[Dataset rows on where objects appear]
+++
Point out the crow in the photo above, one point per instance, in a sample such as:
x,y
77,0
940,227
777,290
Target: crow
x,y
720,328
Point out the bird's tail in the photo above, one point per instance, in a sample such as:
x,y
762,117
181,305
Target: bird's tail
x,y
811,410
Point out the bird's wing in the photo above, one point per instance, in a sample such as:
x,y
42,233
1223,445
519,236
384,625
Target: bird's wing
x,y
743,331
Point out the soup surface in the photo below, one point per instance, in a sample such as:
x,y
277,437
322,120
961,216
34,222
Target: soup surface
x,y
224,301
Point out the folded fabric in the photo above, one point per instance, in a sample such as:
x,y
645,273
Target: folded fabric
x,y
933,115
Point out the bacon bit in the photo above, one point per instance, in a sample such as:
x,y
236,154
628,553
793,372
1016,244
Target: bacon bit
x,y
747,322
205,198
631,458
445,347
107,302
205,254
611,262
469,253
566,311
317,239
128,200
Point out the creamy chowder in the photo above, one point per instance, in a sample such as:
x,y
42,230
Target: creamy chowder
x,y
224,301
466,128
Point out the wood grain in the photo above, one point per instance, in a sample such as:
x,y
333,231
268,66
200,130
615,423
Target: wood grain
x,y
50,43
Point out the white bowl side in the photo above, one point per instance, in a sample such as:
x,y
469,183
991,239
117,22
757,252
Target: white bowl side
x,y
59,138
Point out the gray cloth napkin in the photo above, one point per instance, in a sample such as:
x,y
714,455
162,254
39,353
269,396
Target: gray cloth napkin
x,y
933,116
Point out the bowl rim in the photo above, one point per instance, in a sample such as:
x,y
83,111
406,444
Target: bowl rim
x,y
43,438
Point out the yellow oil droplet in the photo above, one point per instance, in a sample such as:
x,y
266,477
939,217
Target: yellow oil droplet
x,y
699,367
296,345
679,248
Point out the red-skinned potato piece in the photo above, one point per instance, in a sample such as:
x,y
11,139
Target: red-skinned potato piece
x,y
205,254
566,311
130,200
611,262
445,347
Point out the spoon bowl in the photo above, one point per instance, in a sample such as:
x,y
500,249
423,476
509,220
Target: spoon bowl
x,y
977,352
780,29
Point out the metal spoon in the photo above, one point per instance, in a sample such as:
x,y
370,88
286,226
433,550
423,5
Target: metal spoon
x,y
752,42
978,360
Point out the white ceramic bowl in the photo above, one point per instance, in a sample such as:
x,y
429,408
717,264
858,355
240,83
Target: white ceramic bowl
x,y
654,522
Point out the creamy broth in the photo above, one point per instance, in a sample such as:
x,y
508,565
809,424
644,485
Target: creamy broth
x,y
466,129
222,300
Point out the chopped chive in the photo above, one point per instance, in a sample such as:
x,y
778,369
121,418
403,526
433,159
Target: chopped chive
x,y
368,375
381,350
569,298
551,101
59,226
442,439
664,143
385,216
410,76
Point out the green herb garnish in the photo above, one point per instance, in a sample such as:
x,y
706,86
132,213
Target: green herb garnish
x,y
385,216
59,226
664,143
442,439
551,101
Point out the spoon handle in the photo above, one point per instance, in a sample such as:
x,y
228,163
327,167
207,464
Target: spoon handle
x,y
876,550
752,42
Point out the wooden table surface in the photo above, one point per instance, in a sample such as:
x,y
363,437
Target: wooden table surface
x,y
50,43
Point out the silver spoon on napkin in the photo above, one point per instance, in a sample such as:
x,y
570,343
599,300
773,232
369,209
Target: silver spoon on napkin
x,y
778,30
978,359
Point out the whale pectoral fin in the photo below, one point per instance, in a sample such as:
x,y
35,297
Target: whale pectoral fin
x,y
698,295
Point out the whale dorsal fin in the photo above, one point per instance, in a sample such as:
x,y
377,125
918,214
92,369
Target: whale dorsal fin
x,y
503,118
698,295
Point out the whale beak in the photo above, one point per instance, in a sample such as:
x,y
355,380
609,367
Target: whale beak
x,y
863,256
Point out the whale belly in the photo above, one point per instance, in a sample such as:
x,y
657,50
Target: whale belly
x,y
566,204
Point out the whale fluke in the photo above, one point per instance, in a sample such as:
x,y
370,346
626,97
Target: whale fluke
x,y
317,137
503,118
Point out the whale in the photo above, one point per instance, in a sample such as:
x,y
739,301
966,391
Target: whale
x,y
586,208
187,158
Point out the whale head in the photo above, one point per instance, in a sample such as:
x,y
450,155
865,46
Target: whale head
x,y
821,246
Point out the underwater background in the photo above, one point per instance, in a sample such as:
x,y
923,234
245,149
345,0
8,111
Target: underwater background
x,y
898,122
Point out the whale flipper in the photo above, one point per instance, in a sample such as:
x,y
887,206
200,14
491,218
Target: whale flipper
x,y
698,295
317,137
+++
## Short task
Write out, word for word, the rows from the line containing "Point out the whale belly" through the last line of the rows, including both ends.

## Right answer
Point out the whale belly in the photo above, one point per instance, in a sample such as:
x,y
657,50
Target: whale belly
x,y
566,204
Point out the whale fluke in the photo above, one point per instance, in a sample such as:
x,y
370,346
626,97
Target: whale fluke
x,y
317,137
503,118
Point out the whale in the photo above, one point per instance, in a sample such as:
x,y
739,301
966,391
Target: whale
x,y
586,208
187,158
Point out the whale head in the photo above, one point per instance, in a sample such as:
x,y
450,155
865,46
Target: whale head
x,y
821,246
Point out the underwater background in the photo above, one point per instance, in a sample such as:
x,y
923,234
245,149
345,0
8,111
Target: underwater background
x,y
898,122
Point out the whale flipper in the photo above, one point per instance, in a sample such as:
x,y
887,206
200,14
491,218
Target: whale flipper
x,y
698,295
317,137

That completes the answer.